> _Aim_
Identify every line in the records below that contains the word "roof", matching case exactly, and copy each of those lines.

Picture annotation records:
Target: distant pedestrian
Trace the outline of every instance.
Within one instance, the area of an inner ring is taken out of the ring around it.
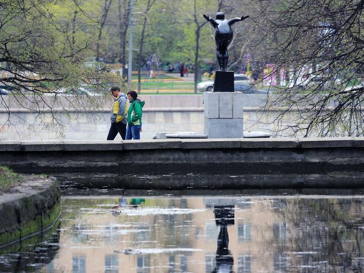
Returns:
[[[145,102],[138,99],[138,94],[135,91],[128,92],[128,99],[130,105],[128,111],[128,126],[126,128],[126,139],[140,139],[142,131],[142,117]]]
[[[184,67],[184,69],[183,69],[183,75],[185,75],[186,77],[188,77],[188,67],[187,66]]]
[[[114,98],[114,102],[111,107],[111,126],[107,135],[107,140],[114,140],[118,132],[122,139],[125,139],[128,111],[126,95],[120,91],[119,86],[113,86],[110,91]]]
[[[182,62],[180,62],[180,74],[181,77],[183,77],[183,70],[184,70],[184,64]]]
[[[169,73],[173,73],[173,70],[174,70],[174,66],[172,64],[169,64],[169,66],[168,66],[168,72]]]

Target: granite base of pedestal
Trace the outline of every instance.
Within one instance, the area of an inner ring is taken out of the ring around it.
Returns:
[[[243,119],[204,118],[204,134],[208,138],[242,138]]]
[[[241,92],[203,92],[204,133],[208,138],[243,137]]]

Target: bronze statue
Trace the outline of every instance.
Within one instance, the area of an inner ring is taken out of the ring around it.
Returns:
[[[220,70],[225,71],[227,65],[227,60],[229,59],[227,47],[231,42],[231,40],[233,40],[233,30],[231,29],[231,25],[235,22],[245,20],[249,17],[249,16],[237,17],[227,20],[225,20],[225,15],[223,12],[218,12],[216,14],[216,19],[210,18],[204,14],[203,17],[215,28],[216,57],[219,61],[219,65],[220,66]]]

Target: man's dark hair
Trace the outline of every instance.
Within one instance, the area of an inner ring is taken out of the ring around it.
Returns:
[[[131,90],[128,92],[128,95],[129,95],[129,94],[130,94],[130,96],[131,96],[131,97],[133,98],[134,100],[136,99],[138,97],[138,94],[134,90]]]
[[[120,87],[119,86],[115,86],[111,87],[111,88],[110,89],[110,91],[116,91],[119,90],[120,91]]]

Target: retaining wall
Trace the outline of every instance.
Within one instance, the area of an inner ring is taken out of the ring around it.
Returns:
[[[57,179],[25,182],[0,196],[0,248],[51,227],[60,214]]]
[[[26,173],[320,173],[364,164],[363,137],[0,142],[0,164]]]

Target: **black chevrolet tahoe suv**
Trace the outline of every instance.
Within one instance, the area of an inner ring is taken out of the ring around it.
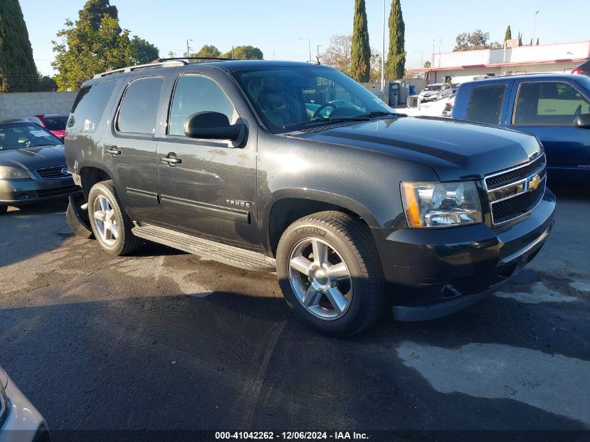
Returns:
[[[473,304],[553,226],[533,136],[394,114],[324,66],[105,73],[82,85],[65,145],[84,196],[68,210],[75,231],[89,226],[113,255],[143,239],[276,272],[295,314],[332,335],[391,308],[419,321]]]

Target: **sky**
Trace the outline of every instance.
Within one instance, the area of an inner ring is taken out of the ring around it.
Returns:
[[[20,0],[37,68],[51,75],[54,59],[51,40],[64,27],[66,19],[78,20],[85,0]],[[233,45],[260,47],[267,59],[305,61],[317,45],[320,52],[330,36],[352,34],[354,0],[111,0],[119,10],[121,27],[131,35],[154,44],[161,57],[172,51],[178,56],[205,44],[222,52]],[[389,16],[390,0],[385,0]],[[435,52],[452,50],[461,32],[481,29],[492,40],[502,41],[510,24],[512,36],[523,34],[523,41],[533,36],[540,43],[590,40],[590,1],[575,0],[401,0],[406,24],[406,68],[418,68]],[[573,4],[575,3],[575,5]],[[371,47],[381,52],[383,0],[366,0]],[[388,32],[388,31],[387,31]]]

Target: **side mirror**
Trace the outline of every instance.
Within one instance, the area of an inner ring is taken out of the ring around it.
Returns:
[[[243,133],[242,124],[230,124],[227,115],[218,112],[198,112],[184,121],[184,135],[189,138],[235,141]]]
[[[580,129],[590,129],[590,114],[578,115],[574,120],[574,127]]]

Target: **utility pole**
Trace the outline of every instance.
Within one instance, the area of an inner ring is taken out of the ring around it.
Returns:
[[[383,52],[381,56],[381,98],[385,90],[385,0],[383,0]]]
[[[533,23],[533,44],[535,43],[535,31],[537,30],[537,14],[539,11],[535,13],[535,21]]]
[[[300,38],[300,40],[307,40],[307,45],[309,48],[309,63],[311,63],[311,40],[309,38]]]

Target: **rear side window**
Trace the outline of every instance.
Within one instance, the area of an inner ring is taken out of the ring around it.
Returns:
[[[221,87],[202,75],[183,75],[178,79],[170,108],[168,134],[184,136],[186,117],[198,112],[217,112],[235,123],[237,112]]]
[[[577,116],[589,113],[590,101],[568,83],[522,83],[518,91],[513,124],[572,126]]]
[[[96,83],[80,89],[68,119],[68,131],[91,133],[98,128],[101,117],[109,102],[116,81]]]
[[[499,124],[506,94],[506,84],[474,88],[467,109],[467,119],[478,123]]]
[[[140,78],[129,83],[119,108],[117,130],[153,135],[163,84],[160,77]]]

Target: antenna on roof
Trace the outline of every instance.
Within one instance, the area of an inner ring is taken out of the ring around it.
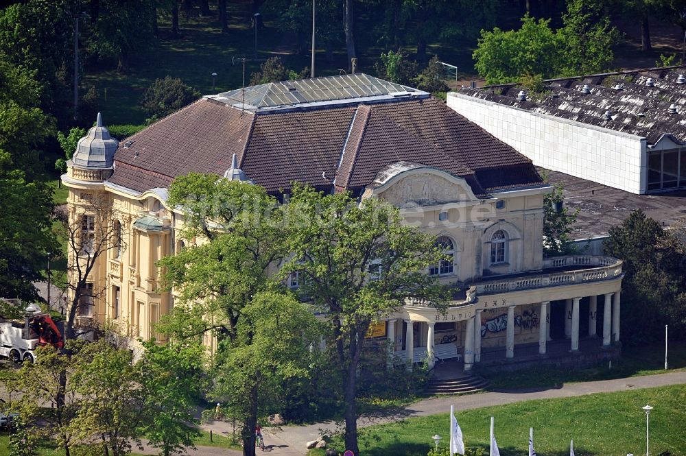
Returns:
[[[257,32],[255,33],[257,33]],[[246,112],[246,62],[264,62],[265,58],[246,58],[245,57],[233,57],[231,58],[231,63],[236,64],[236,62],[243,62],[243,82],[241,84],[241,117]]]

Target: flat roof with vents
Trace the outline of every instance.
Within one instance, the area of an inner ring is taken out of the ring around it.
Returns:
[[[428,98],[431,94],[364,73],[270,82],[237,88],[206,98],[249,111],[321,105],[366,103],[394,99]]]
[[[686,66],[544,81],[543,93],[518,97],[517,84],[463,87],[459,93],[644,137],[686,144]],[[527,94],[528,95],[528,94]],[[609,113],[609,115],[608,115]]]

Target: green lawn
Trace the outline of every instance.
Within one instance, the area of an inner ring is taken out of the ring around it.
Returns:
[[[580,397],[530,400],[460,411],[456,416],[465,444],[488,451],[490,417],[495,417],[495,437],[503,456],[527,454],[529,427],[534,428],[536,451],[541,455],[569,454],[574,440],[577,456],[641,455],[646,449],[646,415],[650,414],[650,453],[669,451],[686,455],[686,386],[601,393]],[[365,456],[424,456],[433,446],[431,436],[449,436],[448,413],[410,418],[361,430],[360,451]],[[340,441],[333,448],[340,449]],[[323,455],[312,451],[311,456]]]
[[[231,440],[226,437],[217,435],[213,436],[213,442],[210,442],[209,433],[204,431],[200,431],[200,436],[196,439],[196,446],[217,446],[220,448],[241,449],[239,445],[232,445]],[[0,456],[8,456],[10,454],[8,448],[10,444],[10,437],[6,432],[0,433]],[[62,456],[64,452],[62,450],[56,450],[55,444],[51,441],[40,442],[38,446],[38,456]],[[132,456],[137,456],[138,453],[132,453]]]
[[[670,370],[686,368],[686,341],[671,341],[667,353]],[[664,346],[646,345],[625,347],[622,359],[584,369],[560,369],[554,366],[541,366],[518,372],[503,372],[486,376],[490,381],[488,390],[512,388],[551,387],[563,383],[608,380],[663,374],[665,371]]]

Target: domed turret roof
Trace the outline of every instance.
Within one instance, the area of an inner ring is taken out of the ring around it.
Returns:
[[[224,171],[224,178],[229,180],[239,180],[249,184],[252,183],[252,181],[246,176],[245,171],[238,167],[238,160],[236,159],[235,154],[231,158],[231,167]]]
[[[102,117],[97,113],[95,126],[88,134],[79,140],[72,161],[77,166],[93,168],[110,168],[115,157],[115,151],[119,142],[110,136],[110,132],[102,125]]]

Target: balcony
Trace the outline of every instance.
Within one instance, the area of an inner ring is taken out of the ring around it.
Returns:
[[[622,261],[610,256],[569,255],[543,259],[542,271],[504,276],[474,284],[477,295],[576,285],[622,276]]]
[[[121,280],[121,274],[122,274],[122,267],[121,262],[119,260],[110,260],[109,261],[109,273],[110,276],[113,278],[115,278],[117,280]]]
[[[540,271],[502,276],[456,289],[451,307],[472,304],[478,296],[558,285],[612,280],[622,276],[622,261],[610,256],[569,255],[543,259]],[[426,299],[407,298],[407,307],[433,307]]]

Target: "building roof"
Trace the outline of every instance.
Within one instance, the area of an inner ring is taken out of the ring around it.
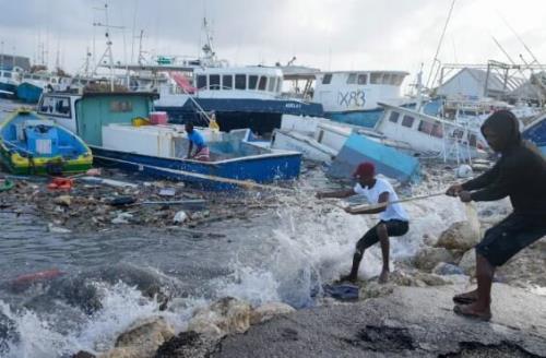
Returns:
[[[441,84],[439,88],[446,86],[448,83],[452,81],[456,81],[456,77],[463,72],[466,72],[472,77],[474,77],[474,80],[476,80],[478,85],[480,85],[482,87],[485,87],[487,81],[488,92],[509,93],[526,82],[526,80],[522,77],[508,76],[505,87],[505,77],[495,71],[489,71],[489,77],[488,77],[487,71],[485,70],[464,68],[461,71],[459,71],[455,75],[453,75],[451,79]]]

> _Exercise answer_
Target: antenna on roof
Target: flat roof with vents
Target: domed turret roof
Target: "building roof"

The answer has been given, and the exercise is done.